Quoted passage>
►

Nakazdli First Nation
The Nakazdli First Nation (Nakazdli) is an aboriginal group in British Columbia claiming to have aboriginal rights and title to the area where the Mt. Milligan Project is located. Nakazdli has commenced three legal proceedings against the Federal or Provincial governments asserting that it was not adequately consulted by the governments before Terrane was granted various approvals relating to the Mt. Milligan Project.
No claim of wrongdoing on the part of TCM or Terrane is alleged, and no claim for damages against TCM or Terrane is sought, in any of the three proceedings. TCM is not a party in any of the proceedings. Terrane has either been named or has had itself added as a participant in two of these proceedings because the relief that is sought in the proceedings would, if granted, have the potential to affect the work being done on the Mt. Milligan project.
The three legal proceedings are summarized below.
· Federal Judicial Review #1. In January 2010, Nakazdli commenced proceedings in the Federal Court of Canada seeking a judicial review of the decision of the Government of Canada (Federal Crown) approving the environmental assessment of the Mt. Milligan project. Terrane was not named as a party, but obtained an order adding itself as a respondent to ensure that its views were before the court. No date has been set for hearing.
· Environmental Appeal Board Appeal. In August 2010, Nakazdli commenced an appeal of a decision of the Provincial Crown to issue an effluent permit to the Mt. Milligan Project. Terrane is not named as a respondent, but if the matter proceeds Terrane will participate as a third party. No date has been set for hearing.
· Federal Judicial Review #2. In December 2010, Nakazdli commenced proceedings in the Federal Court of Canada seeking a judicial review of the decision of Industry Canada, a part of the Federal Crown, to approve the acquisition of Terrane by TCM. TCM and Terrane are not named as parties to this proceeding, and they have so far taken no steps to add themselves as respondents
Item 1A of TCMs 2010 Form 10-K and Item 1A of TCMs Quarterly Reports on Form 10-Q for the quarters ended March 31, 2011 and June 30, 2011 set forth information relating to important risks and uncertainties that could materially adversely affect TCMs business, financial condition or operating results. Those risk factors continue to be relevant to an understanding of TCMs business, financial condition and operating results for the quarter ended September 30, 2011. Set forth below is an additional risk factor that supplements the risk factors previously disclosed in TCMs 2010 Form 10-K and its Quarterly Reports on Form 10-Q the quarters ended March 31, 2011 and June 30, 2011:
There is no assurance that the Endako mill expansion will be completed according to TCMs current timetable or that the actual costs of the expansion will not exceed TCMs estimated costs. The extent to which TCMs joint venture partner in the Endako Mine will contribute to the cost of the project is also uncertain.

◄

Data extract>
►

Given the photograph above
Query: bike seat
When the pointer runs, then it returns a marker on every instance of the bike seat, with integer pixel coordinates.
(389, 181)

◄

Brief>
According to the Nakazdli First Nation passage, in what month and year did Nakazdli begin its appeal against the Provincial Crown's decision to issue an effluent permit to the Mt. Milligan Project?

Complete response>
August 2010